[EXERCISE INPUT — start]
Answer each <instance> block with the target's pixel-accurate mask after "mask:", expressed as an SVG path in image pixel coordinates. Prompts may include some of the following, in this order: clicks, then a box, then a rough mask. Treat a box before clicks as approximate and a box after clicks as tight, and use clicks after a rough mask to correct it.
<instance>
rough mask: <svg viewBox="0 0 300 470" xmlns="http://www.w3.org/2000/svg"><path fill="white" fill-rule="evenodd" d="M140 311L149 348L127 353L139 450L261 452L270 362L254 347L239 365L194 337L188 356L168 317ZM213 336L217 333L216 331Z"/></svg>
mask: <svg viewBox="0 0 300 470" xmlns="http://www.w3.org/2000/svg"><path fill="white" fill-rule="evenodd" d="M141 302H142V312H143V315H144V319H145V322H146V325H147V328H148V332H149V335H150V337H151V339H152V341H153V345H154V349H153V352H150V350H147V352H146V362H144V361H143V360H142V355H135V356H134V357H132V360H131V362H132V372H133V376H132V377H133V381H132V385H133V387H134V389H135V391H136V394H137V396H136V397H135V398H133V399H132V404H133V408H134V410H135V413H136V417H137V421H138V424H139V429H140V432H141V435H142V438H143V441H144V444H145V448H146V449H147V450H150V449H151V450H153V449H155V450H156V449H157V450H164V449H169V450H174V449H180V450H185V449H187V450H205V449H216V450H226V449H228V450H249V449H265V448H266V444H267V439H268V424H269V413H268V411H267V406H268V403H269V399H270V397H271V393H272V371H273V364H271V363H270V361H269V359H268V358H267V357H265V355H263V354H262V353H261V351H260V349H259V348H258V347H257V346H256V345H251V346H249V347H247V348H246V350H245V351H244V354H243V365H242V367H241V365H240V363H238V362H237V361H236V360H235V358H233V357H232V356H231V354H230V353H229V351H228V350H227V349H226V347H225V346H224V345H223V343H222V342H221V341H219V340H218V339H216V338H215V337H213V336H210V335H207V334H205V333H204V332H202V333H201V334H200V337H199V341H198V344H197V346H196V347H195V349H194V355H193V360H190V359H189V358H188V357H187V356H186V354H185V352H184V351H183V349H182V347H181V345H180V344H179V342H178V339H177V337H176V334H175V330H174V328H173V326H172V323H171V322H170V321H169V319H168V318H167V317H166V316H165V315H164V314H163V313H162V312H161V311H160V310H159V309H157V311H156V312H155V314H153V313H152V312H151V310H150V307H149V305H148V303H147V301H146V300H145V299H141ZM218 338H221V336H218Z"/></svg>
[EXERCISE INPUT — finish]
[EXERCISE INPUT — start]
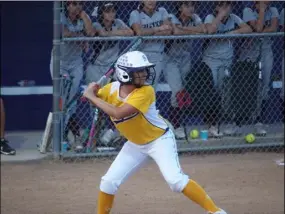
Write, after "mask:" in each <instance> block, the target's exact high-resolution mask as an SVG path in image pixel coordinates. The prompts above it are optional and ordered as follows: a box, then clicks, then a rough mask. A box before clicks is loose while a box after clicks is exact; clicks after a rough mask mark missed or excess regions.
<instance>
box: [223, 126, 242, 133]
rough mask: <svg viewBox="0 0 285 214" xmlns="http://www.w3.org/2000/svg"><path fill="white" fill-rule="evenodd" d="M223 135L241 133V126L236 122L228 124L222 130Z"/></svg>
[EXERCISE INPUT — finish]
[EXERCISE INPUT — start]
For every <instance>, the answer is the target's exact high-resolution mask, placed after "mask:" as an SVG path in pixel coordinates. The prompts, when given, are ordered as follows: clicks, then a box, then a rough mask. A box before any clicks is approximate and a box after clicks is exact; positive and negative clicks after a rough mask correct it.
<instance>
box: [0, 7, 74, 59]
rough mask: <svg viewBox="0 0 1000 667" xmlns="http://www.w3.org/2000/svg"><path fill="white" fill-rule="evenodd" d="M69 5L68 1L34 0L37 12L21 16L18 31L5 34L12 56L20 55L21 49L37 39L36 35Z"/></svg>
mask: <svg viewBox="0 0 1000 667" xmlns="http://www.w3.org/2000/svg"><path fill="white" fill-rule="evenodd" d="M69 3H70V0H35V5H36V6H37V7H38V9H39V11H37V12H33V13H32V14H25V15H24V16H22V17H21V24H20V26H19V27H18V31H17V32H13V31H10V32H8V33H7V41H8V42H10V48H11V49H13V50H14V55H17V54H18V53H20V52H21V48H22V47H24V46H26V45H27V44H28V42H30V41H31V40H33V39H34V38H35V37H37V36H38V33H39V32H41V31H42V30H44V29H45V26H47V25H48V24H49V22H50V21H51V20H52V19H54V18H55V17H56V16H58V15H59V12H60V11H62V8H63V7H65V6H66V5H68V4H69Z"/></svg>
[EXERCISE INPUT — finish]
PROBLEM TO WORK ON —
Copy out the lines from the one containing "or excess regions." through the one containing "135L241 133V126L236 122L228", keeping every character the same. Start with the line that has "or excess regions.", and end after the line that has "135L241 133V126L236 122L228".

YOUR RESPONSE —
Write, after "mask:" in each <instance> block, the target's exact high-resolution mask as an SVG path in image pixel coordinates. The prompts above it are optional and ordered as follows: a box, then clicks, then a rough mask. A box before clicks is loose while a box after clicks is exact; clicks after a rough mask mark missed or excess regions.
<instance>
box: [223, 126, 242, 133]
rough mask: <svg viewBox="0 0 285 214" xmlns="http://www.w3.org/2000/svg"><path fill="white" fill-rule="evenodd" d="M223 135L241 133V126L236 122L228 124L222 130Z"/></svg>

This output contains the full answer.